BEGIN Records for processing

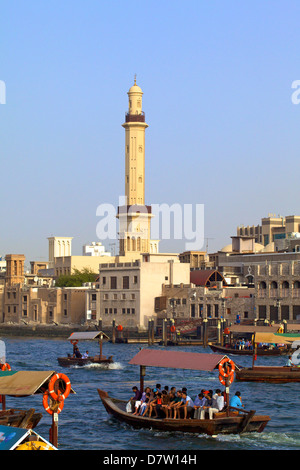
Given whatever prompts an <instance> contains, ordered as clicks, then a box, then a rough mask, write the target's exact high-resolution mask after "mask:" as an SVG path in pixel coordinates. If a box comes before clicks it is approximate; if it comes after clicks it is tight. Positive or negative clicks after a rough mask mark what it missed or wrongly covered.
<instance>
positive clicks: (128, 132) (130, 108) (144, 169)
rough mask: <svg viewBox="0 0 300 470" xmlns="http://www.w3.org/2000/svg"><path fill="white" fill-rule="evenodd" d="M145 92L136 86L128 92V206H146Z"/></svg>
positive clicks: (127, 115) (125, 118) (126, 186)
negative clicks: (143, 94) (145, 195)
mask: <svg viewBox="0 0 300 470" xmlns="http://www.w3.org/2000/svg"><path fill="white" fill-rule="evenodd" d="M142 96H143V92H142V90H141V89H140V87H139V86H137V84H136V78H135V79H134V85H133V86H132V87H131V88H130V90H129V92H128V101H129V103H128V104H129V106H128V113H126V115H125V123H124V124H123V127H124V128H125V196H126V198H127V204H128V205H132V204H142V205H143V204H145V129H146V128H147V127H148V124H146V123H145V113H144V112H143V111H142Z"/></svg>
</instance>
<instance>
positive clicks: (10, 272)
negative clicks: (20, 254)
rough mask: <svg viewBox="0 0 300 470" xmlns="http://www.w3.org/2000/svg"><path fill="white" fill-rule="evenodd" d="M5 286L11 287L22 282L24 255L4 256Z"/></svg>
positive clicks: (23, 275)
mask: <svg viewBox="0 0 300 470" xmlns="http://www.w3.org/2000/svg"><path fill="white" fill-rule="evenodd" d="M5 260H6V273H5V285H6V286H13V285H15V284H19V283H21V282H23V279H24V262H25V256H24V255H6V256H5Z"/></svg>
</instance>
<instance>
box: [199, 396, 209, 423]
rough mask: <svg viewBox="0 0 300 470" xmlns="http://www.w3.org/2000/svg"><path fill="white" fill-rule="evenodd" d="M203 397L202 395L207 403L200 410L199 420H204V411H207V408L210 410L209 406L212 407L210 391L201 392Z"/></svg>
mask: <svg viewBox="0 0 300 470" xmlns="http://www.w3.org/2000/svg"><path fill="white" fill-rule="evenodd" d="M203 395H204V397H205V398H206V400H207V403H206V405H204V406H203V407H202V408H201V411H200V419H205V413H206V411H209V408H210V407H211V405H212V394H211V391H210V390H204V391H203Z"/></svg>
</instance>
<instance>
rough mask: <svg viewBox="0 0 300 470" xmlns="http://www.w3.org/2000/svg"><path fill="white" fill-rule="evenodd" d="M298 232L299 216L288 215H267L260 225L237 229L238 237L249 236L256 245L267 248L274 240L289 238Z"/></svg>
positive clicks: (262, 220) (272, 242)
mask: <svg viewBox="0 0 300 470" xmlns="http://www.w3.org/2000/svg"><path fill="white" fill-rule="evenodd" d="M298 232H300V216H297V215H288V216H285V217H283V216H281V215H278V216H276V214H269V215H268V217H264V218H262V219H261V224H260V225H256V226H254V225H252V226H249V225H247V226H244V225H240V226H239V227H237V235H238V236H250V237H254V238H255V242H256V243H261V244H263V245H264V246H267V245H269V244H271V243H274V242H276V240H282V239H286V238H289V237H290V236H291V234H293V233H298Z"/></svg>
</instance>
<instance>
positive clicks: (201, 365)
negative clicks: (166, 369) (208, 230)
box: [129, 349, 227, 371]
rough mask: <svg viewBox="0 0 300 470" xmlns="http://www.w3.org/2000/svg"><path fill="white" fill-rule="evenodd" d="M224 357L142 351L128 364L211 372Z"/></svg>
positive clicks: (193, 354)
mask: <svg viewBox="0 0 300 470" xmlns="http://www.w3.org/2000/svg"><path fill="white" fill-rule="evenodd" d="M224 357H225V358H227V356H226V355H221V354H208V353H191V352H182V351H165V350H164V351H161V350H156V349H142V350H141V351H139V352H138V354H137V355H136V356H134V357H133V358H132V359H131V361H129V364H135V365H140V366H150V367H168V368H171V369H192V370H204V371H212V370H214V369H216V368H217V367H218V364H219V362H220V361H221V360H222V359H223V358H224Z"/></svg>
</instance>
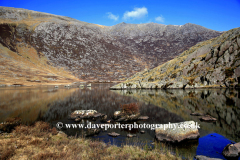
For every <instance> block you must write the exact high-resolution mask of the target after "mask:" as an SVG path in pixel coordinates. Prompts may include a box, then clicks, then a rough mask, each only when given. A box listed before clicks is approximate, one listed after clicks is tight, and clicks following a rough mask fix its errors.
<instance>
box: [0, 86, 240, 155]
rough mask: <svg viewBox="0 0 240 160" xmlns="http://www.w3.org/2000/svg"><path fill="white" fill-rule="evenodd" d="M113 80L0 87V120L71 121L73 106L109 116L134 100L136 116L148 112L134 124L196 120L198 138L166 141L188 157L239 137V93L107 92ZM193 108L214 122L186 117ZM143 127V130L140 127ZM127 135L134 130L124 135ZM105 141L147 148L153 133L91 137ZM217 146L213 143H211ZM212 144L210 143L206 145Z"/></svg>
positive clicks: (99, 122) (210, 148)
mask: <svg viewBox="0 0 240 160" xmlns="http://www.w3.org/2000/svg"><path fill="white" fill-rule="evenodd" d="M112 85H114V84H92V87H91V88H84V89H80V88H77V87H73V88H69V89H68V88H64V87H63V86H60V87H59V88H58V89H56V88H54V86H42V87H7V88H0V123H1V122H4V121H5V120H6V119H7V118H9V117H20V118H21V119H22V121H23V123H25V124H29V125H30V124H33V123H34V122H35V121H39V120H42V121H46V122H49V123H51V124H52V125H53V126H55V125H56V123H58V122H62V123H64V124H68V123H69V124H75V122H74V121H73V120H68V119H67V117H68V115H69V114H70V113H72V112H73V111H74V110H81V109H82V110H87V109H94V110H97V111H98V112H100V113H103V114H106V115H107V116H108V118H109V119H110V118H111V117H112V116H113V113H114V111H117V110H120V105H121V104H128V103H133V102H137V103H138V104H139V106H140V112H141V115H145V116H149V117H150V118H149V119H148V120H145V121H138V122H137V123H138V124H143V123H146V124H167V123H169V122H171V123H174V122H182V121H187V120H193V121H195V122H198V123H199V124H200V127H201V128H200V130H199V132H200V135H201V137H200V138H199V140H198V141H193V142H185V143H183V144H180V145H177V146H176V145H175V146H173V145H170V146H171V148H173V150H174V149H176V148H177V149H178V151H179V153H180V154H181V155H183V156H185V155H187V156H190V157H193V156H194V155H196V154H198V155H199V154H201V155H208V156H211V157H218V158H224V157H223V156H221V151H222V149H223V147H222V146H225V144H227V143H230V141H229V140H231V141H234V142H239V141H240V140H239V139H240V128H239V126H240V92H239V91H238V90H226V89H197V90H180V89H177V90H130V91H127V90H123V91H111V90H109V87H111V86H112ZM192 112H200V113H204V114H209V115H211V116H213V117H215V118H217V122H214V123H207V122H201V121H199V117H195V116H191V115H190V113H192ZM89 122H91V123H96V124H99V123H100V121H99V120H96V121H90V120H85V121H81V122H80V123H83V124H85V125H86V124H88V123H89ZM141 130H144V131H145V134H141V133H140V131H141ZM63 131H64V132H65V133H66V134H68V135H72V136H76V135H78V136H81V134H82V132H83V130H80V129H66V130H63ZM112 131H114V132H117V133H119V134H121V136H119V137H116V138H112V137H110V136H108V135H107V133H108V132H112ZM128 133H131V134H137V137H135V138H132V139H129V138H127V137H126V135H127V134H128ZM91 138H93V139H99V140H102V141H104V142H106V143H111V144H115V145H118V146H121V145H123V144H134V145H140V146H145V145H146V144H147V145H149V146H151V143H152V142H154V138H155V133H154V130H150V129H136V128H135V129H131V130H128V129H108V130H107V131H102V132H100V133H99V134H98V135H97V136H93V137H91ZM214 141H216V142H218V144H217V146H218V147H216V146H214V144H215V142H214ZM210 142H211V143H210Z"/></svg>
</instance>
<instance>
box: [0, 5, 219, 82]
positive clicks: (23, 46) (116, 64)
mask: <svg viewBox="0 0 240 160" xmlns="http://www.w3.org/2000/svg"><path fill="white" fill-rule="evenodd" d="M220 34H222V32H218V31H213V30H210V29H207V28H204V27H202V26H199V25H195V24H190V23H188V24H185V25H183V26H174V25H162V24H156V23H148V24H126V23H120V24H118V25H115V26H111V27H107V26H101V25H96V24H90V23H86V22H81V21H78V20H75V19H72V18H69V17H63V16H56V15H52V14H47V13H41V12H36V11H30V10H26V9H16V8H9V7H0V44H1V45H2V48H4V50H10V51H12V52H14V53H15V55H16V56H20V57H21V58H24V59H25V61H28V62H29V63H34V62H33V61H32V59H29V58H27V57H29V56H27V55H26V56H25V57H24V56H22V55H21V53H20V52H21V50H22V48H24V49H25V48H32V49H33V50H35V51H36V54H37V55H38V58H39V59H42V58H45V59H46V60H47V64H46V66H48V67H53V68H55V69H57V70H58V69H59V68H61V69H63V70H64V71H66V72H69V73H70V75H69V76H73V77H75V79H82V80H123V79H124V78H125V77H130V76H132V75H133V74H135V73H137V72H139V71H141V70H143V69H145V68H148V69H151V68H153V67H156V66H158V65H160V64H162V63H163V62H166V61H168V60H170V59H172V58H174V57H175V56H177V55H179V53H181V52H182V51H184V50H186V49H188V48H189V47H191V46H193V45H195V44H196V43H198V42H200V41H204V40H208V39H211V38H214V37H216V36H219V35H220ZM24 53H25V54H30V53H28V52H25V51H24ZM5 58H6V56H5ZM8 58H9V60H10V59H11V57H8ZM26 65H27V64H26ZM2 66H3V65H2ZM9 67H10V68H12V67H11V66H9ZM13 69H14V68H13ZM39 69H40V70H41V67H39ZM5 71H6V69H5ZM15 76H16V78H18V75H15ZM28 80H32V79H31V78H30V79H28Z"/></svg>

END Records for processing

■ Exercise requirements: Could you transcribe exactly the lines from the start of the records through the line containing "positive clicks: (128, 132)", both ends included, leaving the pictures out?

■ Task response:
Given whatever prompts an <instance> contains, ordered as clicks, then a box, then a rough mask, write the target's exact high-resolution mask after "mask:" as an SVG path in pixel coordinates. If a box comes before clicks it is approximate; if it comes after clicks it is tight. Positive or negative clicks after a rough mask mark what it missed or wrongly covered.
<instance>
positive clicks: (128, 132) (130, 108) (144, 169)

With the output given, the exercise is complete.